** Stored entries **

%%

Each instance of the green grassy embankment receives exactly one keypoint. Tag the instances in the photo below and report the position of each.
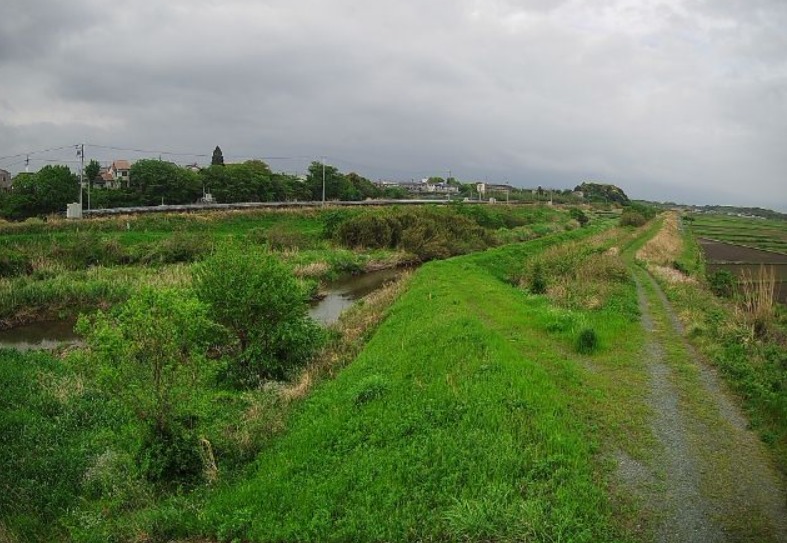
(467, 416)
(59, 268)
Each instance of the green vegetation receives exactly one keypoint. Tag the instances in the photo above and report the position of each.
(770, 235)
(461, 419)
(261, 303)
(600, 192)
(742, 337)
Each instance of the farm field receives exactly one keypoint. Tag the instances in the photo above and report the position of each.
(55, 269)
(742, 246)
(770, 235)
(537, 390)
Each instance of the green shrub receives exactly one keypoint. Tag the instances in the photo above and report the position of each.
(150, 353)
(722, 283)
(587, 341)
(13, 263)
(538, 280)
(579, 216)
(258, 299)
(428, 233)
(632, 218)
(179, 247)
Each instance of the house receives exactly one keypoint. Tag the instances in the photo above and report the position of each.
(106, 180)
(5, 180)
(483, 188)
(121, 171)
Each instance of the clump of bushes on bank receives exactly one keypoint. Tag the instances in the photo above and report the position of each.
(575, 275)
(254, 296)
(428, 233)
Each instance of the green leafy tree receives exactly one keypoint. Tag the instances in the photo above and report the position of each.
(47, 191)
(579, 216)
(334, 181)
(150, 354)
(156, 181)
(218, 157)
(258, 299)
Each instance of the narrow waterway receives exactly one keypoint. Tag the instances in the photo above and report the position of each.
(39, 335)
(339, 295)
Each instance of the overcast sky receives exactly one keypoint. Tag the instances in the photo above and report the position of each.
(681, 100)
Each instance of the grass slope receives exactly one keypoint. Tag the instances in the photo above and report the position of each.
(458, 421)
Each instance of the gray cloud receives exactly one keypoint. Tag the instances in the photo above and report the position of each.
(673, 100)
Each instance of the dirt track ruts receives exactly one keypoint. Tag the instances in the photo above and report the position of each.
(714, 480)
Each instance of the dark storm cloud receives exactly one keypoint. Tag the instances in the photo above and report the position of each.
(667, 98)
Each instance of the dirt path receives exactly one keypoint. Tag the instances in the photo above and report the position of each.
(711, 479)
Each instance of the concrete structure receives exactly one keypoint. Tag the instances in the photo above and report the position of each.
(121, 171)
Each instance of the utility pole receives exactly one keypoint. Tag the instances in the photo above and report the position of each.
(81, 155)
(323, 180)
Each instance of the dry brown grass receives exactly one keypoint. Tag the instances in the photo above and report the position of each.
(312, 269)
(666, 246)
(62, 389)
(757, 298)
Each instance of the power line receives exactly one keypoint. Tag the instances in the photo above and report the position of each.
(27, 153)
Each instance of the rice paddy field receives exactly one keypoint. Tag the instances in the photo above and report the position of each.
(768, 235)
(743, 246)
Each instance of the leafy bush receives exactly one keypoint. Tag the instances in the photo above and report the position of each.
(579, 216)
(428, 233)
(722, 283)
(13, 263)
(587, 341)
(179, 247)
(151, 354)
(632, 218)
(258, 299)
(538, 281)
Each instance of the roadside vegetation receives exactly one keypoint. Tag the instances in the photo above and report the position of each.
(192, 364)
(739, 327)
(57, 268)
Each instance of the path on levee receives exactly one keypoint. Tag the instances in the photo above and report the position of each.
(710, 478)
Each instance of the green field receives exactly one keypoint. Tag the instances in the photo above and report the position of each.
(770, 235)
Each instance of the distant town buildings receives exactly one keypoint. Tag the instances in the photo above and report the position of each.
(420, 187)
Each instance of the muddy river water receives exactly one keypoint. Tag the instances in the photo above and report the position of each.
(339, 295)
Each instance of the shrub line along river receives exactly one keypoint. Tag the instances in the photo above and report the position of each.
(338, 296)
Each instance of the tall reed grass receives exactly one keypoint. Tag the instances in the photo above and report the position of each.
(757, 298)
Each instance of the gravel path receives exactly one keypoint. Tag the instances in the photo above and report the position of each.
(714, 479)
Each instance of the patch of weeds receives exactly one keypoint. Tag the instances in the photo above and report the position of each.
(587, 341)
(369, 389)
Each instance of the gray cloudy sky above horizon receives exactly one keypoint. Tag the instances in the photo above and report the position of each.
(672, 100)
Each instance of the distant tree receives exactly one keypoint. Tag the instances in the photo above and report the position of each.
(47, 191)
(579, 216)
(260, 301)
(156, 180)
(92, 170)
(334, 181)
(218, 157)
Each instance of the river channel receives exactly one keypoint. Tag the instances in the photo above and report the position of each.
(338, 296)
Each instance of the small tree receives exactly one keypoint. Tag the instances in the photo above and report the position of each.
(218, 157)
(259, 300)
(150, 355)
(579, 216)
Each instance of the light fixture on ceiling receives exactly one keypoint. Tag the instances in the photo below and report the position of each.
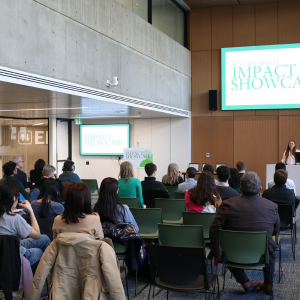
(113, 82)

%%

** Aim of the exercise **
With the pictures left aside, set down each entry above exactly as it stands.

** Answer to this task **
Each instance of the green grassy embankment receives exactly one keypoint. Tag the instances in the photo below and report the position of each.
(467, 416)
(59, 268)
Each instance of the green vegetation receives exactly one keypoint. Tag the instances in the photo above and report the position of each.
(770, 235)
(461, 419)
(261, 303)
(600, 192)
(742, 337)
Each instance of the farm field receives exactly one keypoint. Tag the instances in the photo above and report the position of each.
(55, 269)
(742, 246)
(770, 235)
(537, 390)
Each instance of the green shrub receives exactly one keypoint. Tag the instances in the photo above and report the position of each.
(150, 353)
(722, 283)
(587, 341)
(13, 263)
(538, 280)
(579, 216)
(258, 299)
(428, 233)
(632, 218)
(179, 247)
Each instance of the house receives exactly one keypoint. Tag the instances in the photo above and report the position of each.
(106, 180)
(5, 180)
(483, 188)
(121, 171)
Each instance of the clump of bushes on bank receives exactly one keypoint. Tag the instances in the photo above and report the position of each.
(575, 275)
(254, 296)
(428, 233)
Each instance of the green leafy tree receives exactly one keypoint. Tag the instances in the photo above and report the position of each.
(47, 191)
(579, 216)
(334, 181)
(150, 354)
(156, 181)
(218, 157)
(258, 299)
Each instance of the narrow waterway receives exactly one keypoint. Tag the instances in the photo above and report the position of each.
(39, 335)
(339, 295)
Each instance of the overcast sky receives exactly one keypoint. Tag the instances in the photo above and report the position of each.
(681, 100)
Each instance of the grass slope receives exactly one keypoint. Tag the instances in the photo above and report the position of each.
(458, 421)
Each instance of the gray cloud receives exactly one keypoint. Tag the instances in the photo above and report the position of each.
(673, 100)
Each instance of the dirt track ruts receives exactly one keypoint. Tag the instances in the photo above and report the position of each.
(714, 480)
Each instance of the dark storm cloud receives exactly one keypoint. Tag the instances in the photo above and report the position of each.
(667, 98)
Each instance of the dirt path receives exactly one keypoint. Tag the instances in the photo above and report the position of each.
(711, 479)
Each instance of the concrete structure receives exactly one keypoint. Tag the instances in the photo above and report the position of each.
(121, 171)
Each instance of the utility pole receives exactly one keypoint. Tag the instances in the photo above and report the position of each.
(81, 155)
(323, 180)
Each instance of the dry brown grass receives exactly one keypoint. Tag the instances in the photo above and report the position of each.
(312, 269)
(666, 246)
(62, 389)
(757, 298)
Each instance of the power line receives exactly one keypoint. Tag the instances in the photo above and report the position of each.
(27, 153)
Each instance of the rice paddy field receives exactly one keypoint. Tag the instances in the photo above and report the position of each.
(768, 235)
(743, 246)
Each instance of the leafy bush receives exactly one keypoint. Tag the instances in the photo above and report the position of each.
(579, 216)
(428, 233)
(722, 283)
(13, 263)
(587, 341)
(179, 247)
(151, 354)
(632, 218)
(258, 299)
(538, 281)
Each instance of the roadside vegetation receives exactly one keypoint. Tag the instances in the photo above and report the position of each.
(192, 364)
(739, 327)
(57, 268)
Each instance of the path on levee receives exactly one keypoint. Tag the instances in the photo above and report the position of each.
(710, 478)
Each instance of the green field receives exactly one keypoint. Tag the instances in the photo above and report the position of each.
(770, 235)
Each instance of the distant town buildings receives exactly one keypoint. Tag the instances in the photo above and report the position of each.
(420, 187)
Each instance of the muddy river water receives exactly one keypoint. Tag the instances in the photo above and report the position of each.
(339, 295)
Each instance of the shrub line along river receives exactly one keypoint. Tag the instances in the photo above and report the position of each.
(338, 296)
Each instance of the tall reed grass receives exactly one keypoint. Tag the instances in the photo above and report the position of each.
(757, 298)
Each instance of the gravel path receives exactly one keypoint. Tag the instances in the photo above and report the position of each.
(714, 479)
Each instance of the patch of weeds receives exactly one keypoint. Tag the instances in the photo above and report the position of each.
(587, 341)
(369, 389)
Each instance of the gray cloudy sky above horizon receives exactly one keypoint. Tag the instances in the photo above and report the position of each.
(672, 100)
Each instance of the distant tree receives exactly one keypoint. Tag the instances in the photo above and report the position of each.
(47, 191)
(579, 216)
(260, 301)
(156, 180)
(92, 170)
(334, 181)
(218, 157)
Each instance of the river channel receives exactly one keypoint. Tag the instances in the photo above and report the position of each.
(338, 296)
Each instance of the small tree receives exactly one keypoint. Tag the instances in the photo above and report the position of each.
(218, 157)
(259, 300)
(150, 355)
(579, 216)
Each instance of the light fixture on ceiling receives exactly one keypoint. Tag the instances in the photo below and report the position of each.
(113, 82)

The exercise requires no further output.